**GIVEN TEXT**
┏━━
“Wonder, can you come over? I’m dizzy.” I immediately respond to my elderly neighbor’s phone call and enter his home, hearing Fox News playing loudly in the background. As his symptoms suggest, he is indeed hypotensive (low blood pressure) with a fast, irregular heartbeat. As we call for help, I perform a carotid massage on an artery in his neck, which slows his heart rate and makes him feel better.

My white neighbor, more like a loving uncle, expresses his gratitude. I smile because looking in from the outside, no one would have predicted a loving friendship between us. He’s a die-hard Republican, high school graduate who worked blue-collar jobs his whole life and whose information on national politics comes from Fox News. I am a medical graduate, African-American woman who tends to vote independent/Democratic. Our political discussions are defined by our vast differences in ideology, purpose and voting patterns.

But our relationship is much more than politics. There were many days when I came home from a long call schedule at the hospital to my yard, newly mowed, and a text message on my phone saying that dinner was ready and to come on over. My neighbor had a key to my house and knew the security code. He’d meet the plumber while I was at work. I’d go through his medications to explain what each one did. We developed a relationship that surpassed our ideological differences.

Our nation today is deeply divided along cultural and political lines. It is particularly concerning as we see national leaders push divisive ideology. If there were ever a time to employ the most poignant weapon of love, it is now. It is important for Americans to love each other because it is the fabric that strengthens us as a nation and connects us as a family. Love is not just an intense feeling — it’s the actions that support healthy human connections.

One such loving action is being patient. Patience involves walking the journey with someone for the purpose of guiding and not condemning. The human journey is not easy because of rocks along the path, potholes and the occasional deer that appears out of nowhere — sometimes people can veer off the road. These days, I hear both Republicans and Democrats condemning each other, but neither side listens well. They can agree on bad referee calls, the cost of food, the challenges of raising kids, yet vehemently condemn each other over party affiliation.
┗━━
**STORED DATA**
┏━━
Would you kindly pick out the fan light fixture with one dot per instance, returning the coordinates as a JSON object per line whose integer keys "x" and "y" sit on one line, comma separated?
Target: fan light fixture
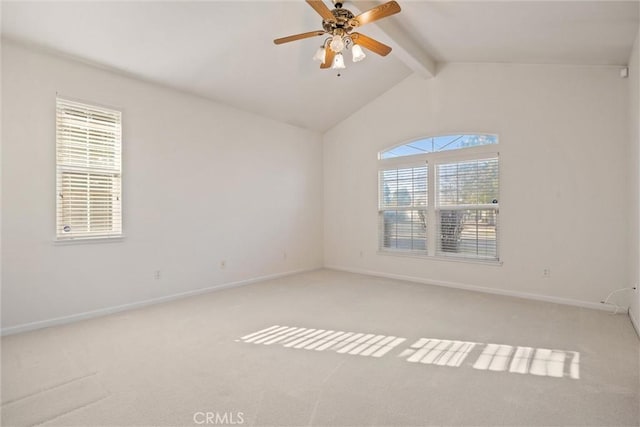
┗━━
**REQUIRED TASKS**
**A)** According to the essay about the neighbor, why does the writer smile when the neighbor expresses his gratitude? Answer in one to three sentences.
**B)** In the essay about the neighbor, quote everything from "Our nation today" down to "healthy human connections.".

**RESULTS OF THE EXERCISE**
**A)** The writer smiles because no one looking in from the outside would have predicted a loving friendship between the two of them. He is a die-hard Republican high school graduate who worked blue-collar jobs his whole life and gets his national political news from Fox News. The writer is an African-American woman and medical graduate who tends to vote independent/Democratic.

**B)**
Our nation today is deeply divided along cultural and political lines. It is particularly concerning as we see national leaders push divisive ideology. If there were ever a time to employ the most poignant weapon of love, it is now. It is important for Americans to love each other because it is the fabric that strengthens us as a nation and connects us as a family. Love is not just an intense feeling — it’s the actions that support healthy human connections.